- [Extract]:
########

Ms. Stewart again did not respond to the question asked. She observed, almost petulantly, that in approving the ballot measure, the majority didn't have to worry about the consequences, because what they were enacting wouldn't apply to them." (The emphasis is mine.) And with that last note of frustration, her time expired.

In so concluding, the opponents of Proposition 8 pretty much showed how they have fallen, hook, line and sinker, into the trap that comes from treating marriage as a "right" to be granted or denied at the majority's whim, instead of as the privilege that it really is (for reasons I explained in this post). Like the privilege of a driver's license, a marriage license may be offered by society only to those whom it deems appropriate to enjoy the status it confers. Thus men may marry women, but brothers may not marry sisters, or adults marry children. (No law, by the way, prevents gay brothers or lesbian sisters from living together, while the law makes it a crime for siblings of opposite sex to have intercourse. I do not hear the gay and lesbian community complaining about discrimination in that instance.)

There is no "right to marry", any more than there is a "right to drive". As the parallel with driving shows, marriage cannot be regarded as a "right" without undermining the whole system of fundamental legal concepts. A "right" by definition belongs to an individual; pairs or groups of people do not possess rights collectively, but individually. The hallmark of a right is that it is inherent with a given classification, and cannot be taken away without engaging in discrimination. The essence of a privilege, on the other hand consists in "discrimination." By definition, only certain people have certain privileges---children under 15 cannot drive or marry. But it makes no legal sense to call that "discrimination."

########

- [Supplied information]:
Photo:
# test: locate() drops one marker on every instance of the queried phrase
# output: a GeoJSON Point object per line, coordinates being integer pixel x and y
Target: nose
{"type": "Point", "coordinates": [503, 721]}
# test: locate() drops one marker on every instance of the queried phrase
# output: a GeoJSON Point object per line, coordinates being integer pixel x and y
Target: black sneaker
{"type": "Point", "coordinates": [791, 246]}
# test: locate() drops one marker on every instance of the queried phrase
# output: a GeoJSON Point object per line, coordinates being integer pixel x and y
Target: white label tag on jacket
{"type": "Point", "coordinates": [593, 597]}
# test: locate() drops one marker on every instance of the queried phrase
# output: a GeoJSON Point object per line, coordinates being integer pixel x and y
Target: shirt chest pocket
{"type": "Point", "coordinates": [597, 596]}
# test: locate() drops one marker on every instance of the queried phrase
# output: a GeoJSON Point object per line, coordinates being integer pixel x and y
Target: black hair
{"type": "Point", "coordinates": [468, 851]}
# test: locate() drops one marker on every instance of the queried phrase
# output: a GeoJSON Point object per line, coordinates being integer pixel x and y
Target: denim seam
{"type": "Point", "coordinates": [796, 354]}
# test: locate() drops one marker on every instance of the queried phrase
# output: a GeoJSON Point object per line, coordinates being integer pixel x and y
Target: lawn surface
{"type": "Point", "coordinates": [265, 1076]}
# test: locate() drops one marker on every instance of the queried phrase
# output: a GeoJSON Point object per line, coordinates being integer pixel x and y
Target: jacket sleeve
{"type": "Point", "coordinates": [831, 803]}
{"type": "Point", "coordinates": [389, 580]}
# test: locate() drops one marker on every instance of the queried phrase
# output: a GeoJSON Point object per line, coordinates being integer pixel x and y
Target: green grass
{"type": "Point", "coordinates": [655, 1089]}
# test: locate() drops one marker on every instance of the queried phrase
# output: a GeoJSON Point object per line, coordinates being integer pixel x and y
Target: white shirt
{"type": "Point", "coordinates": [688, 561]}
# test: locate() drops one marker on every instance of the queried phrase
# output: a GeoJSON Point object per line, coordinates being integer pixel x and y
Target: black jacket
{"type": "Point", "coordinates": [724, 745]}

########

- [Directives]:
1: How many lines of the listing contain the string "jacket"? Reply with the number alone.
2: Continue the passage on Proposition 8 from its final sentence.
The passage on Proposition 8 and the listing were taken from separate sources.

- [Outputs]:
1: 3

2:
As a privilege, marriage is a special status conferred on two people. You cannot be "married" if you are single, and currently, at least, you cannot be "married" if you are a group of three or more. (Once marriage is defined as a right, however, the courts will be unable to limit it just to couples, and there will be no logical reason to deny that "right" to each of three or four individuals who want to be "married".) Privileges, unlike rights, can be conferred on groups. A corporation, for example, is a privilege conferred on two or more people who decide to incorporate.

Seeing civil marriage as the privilege it is makes it simple to justify marriage as a privilege conferred upon two people of opposite sex, because that is the only (lawful) way that society can be carried on. (Because it sees no necessity---as yet, anyway---to guarantee there will be children of the marriage, the State does not inquire into whether the couple wants to have children, or is fertile. But that day could come, if the population declines due to a low birth rate, and the State wants to confer marriage only upon those who agree and are able to increase the population.)

By regarding marriage as a right, gays and lesbians are able to assume the status of victims, and to draw parallels with blacks who were denied their civil rights. But civil rights are the essence of what "rights" are, and go with the status of being a citizen. Notice, for instance, that aliens who come to this country have to be granted the privilege of citizenship; they cannot claim it as a "right." But once they are granted that privilege, then they have the accompanying civil rights, such as the right to vote. Likewise, education in this country used to be a privilege; ever since Brown v. Board of Education in 1954, however, it has been a constitutional right (although it is still a privilege at higher levels).

People who are married also acquire certain rights with that status, as do their children: the parents have a right to be supported in their old age by their children, as the children have a right to support from their parents during their minority; the children inherit from the parents in the absence of a will to the contrary, and a married couple has the right to hold title to property as tenants by the entirety---a form of ownership that cannot be broken unilaterally by either spouse, but only by divorce. But all of these rights and more are currently granted by California to same-sex couples registered as domestic partners. Thus, along with Chief Justice George, one has to wonder what all the fuss is about.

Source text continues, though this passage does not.